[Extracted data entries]
====

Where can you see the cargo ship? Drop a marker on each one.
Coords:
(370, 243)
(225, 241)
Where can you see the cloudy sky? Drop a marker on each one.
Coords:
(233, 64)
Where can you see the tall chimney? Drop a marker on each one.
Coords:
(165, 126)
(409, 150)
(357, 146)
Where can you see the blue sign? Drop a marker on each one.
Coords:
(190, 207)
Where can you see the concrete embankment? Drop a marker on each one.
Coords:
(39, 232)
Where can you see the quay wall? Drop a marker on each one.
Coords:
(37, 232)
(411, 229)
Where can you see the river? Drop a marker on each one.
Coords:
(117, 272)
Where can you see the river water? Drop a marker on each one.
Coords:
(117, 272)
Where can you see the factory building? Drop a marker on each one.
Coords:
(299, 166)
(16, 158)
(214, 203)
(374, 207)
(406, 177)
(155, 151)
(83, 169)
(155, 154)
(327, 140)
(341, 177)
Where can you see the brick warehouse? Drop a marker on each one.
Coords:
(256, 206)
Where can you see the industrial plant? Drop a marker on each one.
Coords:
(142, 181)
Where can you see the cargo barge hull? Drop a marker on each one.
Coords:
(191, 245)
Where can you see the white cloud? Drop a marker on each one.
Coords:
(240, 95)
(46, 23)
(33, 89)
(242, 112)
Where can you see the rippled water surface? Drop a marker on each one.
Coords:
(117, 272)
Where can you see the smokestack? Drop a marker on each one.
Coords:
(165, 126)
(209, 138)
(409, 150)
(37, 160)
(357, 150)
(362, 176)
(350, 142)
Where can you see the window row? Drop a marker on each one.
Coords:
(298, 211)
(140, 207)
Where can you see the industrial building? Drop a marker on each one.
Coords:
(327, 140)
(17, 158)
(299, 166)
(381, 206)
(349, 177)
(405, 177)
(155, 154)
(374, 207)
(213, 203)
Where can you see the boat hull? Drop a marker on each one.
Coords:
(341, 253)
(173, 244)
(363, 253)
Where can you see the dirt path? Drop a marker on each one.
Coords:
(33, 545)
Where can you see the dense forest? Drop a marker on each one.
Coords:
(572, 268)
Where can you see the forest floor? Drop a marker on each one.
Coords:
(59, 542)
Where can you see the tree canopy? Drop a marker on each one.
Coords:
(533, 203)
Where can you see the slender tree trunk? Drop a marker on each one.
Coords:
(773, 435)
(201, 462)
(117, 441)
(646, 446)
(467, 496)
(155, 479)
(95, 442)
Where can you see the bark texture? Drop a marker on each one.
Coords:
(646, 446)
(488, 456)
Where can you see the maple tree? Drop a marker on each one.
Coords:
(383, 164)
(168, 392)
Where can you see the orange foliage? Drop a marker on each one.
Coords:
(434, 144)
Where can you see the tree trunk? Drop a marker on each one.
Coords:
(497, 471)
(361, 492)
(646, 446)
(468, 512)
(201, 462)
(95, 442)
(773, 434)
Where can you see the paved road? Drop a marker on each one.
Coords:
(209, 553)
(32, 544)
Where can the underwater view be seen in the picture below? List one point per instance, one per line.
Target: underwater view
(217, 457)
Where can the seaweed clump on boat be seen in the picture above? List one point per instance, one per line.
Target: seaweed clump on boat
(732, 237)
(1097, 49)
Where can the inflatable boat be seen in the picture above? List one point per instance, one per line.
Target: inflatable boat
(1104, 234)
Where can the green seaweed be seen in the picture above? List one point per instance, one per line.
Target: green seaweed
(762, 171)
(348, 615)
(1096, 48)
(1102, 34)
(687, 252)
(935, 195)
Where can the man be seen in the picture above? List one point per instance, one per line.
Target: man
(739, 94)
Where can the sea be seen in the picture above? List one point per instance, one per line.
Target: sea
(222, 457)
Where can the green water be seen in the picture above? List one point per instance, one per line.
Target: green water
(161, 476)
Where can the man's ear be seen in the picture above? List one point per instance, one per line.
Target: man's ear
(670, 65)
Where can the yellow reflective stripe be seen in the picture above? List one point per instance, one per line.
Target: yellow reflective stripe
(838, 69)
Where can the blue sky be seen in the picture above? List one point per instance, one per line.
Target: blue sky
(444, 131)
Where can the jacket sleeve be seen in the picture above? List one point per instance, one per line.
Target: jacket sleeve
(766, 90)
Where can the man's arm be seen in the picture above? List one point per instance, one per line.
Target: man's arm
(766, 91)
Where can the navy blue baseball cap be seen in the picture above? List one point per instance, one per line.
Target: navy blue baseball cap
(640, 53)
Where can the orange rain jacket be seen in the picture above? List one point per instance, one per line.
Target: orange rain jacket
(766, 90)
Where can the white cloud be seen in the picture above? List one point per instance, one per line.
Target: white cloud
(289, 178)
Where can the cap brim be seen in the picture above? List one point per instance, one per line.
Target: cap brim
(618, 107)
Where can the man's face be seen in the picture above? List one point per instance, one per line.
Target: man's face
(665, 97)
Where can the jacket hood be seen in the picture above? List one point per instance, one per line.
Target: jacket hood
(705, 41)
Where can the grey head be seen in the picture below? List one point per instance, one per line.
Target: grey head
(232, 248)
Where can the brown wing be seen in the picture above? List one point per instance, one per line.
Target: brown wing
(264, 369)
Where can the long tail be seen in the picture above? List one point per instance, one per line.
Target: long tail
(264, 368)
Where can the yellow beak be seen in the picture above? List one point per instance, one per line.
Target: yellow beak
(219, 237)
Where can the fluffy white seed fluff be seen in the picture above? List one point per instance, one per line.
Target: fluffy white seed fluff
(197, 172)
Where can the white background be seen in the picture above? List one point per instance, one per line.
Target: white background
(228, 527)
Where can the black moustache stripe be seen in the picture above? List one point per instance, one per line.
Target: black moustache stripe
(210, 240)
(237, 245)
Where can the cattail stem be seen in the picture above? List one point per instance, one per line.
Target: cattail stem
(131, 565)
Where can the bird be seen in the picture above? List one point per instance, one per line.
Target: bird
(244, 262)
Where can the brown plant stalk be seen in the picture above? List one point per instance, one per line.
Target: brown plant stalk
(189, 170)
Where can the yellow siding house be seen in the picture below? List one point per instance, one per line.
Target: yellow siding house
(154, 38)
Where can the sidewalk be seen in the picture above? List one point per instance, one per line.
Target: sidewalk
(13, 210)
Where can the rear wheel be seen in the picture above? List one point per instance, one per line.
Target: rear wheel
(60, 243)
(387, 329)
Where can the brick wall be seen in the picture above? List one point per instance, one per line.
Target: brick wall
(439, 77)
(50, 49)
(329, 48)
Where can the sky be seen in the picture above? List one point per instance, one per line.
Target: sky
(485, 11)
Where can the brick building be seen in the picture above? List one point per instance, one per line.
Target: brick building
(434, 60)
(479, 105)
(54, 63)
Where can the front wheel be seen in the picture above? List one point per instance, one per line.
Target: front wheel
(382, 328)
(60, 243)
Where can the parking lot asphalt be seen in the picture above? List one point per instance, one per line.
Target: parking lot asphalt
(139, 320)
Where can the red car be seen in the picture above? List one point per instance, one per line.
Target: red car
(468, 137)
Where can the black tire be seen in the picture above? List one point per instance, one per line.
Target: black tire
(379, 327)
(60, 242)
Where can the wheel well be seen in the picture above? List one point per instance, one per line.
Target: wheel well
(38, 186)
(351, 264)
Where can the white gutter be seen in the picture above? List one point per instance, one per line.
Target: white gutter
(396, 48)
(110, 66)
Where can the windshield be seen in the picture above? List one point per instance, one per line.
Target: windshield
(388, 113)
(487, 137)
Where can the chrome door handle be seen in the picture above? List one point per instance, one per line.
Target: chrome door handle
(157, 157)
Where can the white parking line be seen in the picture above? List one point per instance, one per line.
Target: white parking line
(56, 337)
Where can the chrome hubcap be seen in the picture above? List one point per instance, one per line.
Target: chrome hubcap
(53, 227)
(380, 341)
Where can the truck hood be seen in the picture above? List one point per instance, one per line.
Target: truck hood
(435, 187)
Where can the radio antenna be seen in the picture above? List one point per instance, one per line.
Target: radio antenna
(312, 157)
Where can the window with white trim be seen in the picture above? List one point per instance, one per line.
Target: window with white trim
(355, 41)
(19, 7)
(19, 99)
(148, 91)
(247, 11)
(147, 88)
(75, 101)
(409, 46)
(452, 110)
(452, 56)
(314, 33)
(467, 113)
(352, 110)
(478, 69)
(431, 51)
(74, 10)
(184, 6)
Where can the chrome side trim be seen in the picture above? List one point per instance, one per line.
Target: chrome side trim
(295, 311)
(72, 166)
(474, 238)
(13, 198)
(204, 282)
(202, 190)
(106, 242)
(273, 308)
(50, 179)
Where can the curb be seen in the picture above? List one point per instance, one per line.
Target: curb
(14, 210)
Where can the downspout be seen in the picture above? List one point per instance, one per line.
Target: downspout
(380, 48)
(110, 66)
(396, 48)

====

Copy the material word for word, starting at the line containing "Where can the white parking" and continuing through the last line of the material, with both ends included.

Where can the white parking line be seen in the picture above? List one point per instance, one per line.
Target: white parking line
(56, 337)
Where can the chrome hubcap be seen in the picture above? List one point per instance, one per line.
Target: chrome hubcap
(53, 227)
(380, 341)
Where can the truck hood be seen in the picture above? List one point per instance, one per line.
Target: truck hood
(435, 187)
Where can the radio antenna be seen in the picture above? List one point per instance, one per line.
Target: radio antenna
(312, 157)
Where can the window with white trim be seen in the picture above? List one point per instance, one per line.
Target: window with white trim
(355, 41)
(19, 7)
(19, 99)
(148, 91)
(247, 11)
(147, 88)
(75, 101)
(409, 46)
(452, 110)
(452, 56)
(314, 33)
(467, 113)
(352, 110)
(478, 69)
(431, 51)
(74, 10)
(184, 6)
Where can the chrome side trim be seen in the picture above? List one point per instance, one per line.
Target: chrome side trim
(295, 311)
(72, 166)
(474, 238)
(13, 198)
(204, 282)
(202, 190)
(106, 242)
(273, 308)
(50, 179)
Where can the curb be seen in the picture above? List one point per instance, one per line.
Target: curb
(14, 210)
Where can the downspout be seen in the picture above? List one point per instance, one per line.
Target: downspout
(380, 48)
(110, 66)
(396, 48)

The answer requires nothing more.